* Text excerpt

Max Hastings is a British military historian whom I appreciate. I know more about him than about Roberts (who is 30 years Hastings’ junior); so I’m inclined to accept his criticisms at face value. The most prominent of his criticisms is that Andrews doesn’t put the Second World War in its proper perspective. Roberts says he is going to write about winning the “war in the west,” but Hastings rightly emphasizes that this victory would not have been possible without Russia’s holding down the bulk of the German Wehrmacht in the east. Hastings observes that historians (Andrews included) still write too often from “national perspectives.”

Two of the “titans” Roberts writes about are Churchill and Roosevelt, which Hastings himself writes about in his Retribution, the Battle for Japan, 1944-1945. Hastings praises Roberts research, his dredging up documentation that hasn’t been written about before, but Hastings doesn’t think it changes anything. By that I take him to mean that his own view of these matters hasn’t been altered by anything that Andrews has produced.

Neither Hastings nor Roberts provides any evidence to support my inclination to see an inherent unity in British and American relations. On March 5, 2009 I described Britain as a “Superpower”: http://www.lawrencehelm.com/2009/03/britain-as-superpower.html . I am inclined to see Hastings as being guilty of what he accuses Andrews of, not providing the proper perspective for his subject. Andrews focuses upon the British and American efforts against the Wehrmacht in the West. Hastings wants to take in the entire war and give proper credit to the Soviet Union. While I agree with Hastings in regard to the war, I don’t agree with his evaluation (his agreement with Andrews) regarding the relations between the US and Britain.

Yes there were conflicts between British and American leaders and Generals. Hastings and probably Andrews attempt to tell us which viewpoints were correct and which incorrect. But there is nothing I see here that militates against the common interest that Britain and America share. There was something, Britain’s empire, but that has been abandoned, not without regret on the part of Churchill and some others, but with that impediment removed; what are the other disagreements? Yes, there are political disagreements, but these disagreements strike me as no more severe than those between the Democrats and Republicans in the US.

There are other differences. Britain, being European is used to having its common citizens disarmed. In the movie, A Mind for Murder, Roy Marsden’s Adam Dalgliesh is a bit shocked that DS Sarah Hillier (played by Mairead Carty) thinks the British police should be armed. “All the time?” Dalgliesh asks. Well, yes, at least over here in the US, we have our policemen armed all the time. We (many of us) would even like our citizens to be armed “all the time” if they feel it necessary. Our nation was based upon a “bottoms up” view of government. The citizen has every right to everything unless there is a contrary law. There are contrary laws in abundance, but we still have the idea of our constitution in mind; whereas in Britain, they have top-down view of government. The citizens there have gained more and more rights.

* Provided data
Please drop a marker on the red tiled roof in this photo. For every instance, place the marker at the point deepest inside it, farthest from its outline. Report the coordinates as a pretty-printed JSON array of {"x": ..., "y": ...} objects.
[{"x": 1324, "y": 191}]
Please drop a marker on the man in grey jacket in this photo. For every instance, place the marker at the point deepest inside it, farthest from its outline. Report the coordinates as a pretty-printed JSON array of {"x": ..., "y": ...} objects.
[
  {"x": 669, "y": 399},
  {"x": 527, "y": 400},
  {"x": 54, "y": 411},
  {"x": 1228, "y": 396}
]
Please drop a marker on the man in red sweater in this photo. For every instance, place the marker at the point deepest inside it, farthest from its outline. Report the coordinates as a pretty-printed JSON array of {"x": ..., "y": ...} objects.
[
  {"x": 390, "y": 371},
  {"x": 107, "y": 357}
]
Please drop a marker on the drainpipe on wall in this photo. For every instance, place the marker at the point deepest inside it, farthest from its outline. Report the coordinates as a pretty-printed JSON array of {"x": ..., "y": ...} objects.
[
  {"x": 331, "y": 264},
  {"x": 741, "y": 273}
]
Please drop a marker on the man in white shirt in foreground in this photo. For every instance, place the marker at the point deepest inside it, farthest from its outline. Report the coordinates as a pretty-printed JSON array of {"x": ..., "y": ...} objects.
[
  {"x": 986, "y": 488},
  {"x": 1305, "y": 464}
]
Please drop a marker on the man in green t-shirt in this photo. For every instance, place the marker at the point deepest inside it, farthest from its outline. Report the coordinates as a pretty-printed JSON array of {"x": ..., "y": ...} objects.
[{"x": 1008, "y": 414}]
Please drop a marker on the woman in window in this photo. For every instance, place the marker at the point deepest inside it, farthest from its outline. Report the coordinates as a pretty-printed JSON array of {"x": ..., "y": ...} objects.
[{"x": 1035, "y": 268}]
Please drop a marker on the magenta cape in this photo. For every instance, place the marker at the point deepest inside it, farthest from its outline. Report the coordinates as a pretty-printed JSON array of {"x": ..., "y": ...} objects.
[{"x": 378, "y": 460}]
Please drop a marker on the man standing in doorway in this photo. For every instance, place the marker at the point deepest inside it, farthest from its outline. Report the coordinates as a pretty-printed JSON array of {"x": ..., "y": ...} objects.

* Actions to take
- A) Convert the records into a Markdown table with the columns "Row" and "Record line", one numbered row per line and no blank lines. Begin at the line that contains "Please drop a marker on the woman" and stop after the last line of the records.
- B) Carry on the essay about Max Hastings's criticisms of Roberts from the point where it stops.

* Task-by-task results
- A)
| Row | Record line |
|---|---|
| 1 | Please drop a marker on the woman in window in this photo. For every instance, place the marker at the point deepest inside it, farthest from its outline. Report the coordinates as a pretty-printed JSON array of {"x": ..., "y": ...} objects. |
| 2 | [{"x": 1035, "y": 268}] |
| 3 | Please drop a marker on the magenta cape in this photo. For every instance, place the marker at the point deepest inside it, farthest from its outline. Report the coordinates as a pretty-printed JSON array of {"x": ..., "y": ...} objects. |
| 4 | [{"x": 378, "y": 460}] |
| 5 | Please drop a marker on the man standing in doorway in this photo. For every instance, place the marker at the point deepest inside it, farthest from its outline. Report the coordinates as a pretty-printed JSON array of {"x": ..., "y": ...} objects. |

- B)
While we have different perspectives, we aren’t so very far apart, and none of the differences I can think or are intransigent. Some positions have seemed so, but then there is a new administration (whether in Britain or in the US) and we see that they aren’t. And if someone finds some part of the US that is implacably opposed to some political position of Britain, I believe that you can find that same disagreement within the US and within Britain.

Is there an advantage to thinking in these terms, of a closer alliance between Britain and American? I think so. Probably more thought has been given to this idea in Britain than in the US. There is a term for it: Atlanticism. The Atlanticists seek closer ties to the US whereas the rest look more toward the EU.

I don’t believe the EU is an effective governmental entity, nor that NATO is an effective military arm of it. But we can see that despite the bickering the US and Britain did during WWII, they did work together to win “the war in the West.” Yes, there have been conflicts, but Britain and the US worked well together during the Cold War, and in the aftermath against the Islamists and rogue states.

Of course the biggest seeming impediment has to do with who would run it. Bah, I say. Let no one run it. Who “runs” the UN? Recognize the common interests and build upon those; then when next there is a military conflict see if we do not share an interest in confronting it together. If it is a war, split the objectives up the way we did in Iraq. That worked well enough and could be something to build upon. Let there be joint war-games.

We see that the UN hasn’t worked in regard to dealing with major conflicts. The differences between the members of the Security Council are too great. But the differences between Britain and the US are not that great. We have and could again work together.

If we believe in “Globalization” as a fulfillment of Fukuyama’s End of History, we must at least acknowledge that we are not progressing well toward it at the present time. The “end” is not as near as some of us hoped. In the meantime we must content ourselves with Huntington’s Clash of Civilizations. A British-American amalgamation wouldn’t impede progress toward a Liberal-Democratic “End of History,” and it would present a certain confident stance against the “Civilizations” that would contemplate clashing with us. Look, we could say, we are not just Britain, and we are not just America, nor are we merely Australia, Canada or New Zealand. We are an English speaking people with common interests, 460,000,000 people strong. We are somewhat pacifistic, but shrewdly interested in trade and the promotion of all sorts of business interests. We aren’t interested in dominating the rest of the world, but neither are we interested in being dominated. Think of us, any of you other civilizations that are feeling belligerent and looking for a casus belli, as getting along well enough to confront the worst that any of the other civilizations can bring against us.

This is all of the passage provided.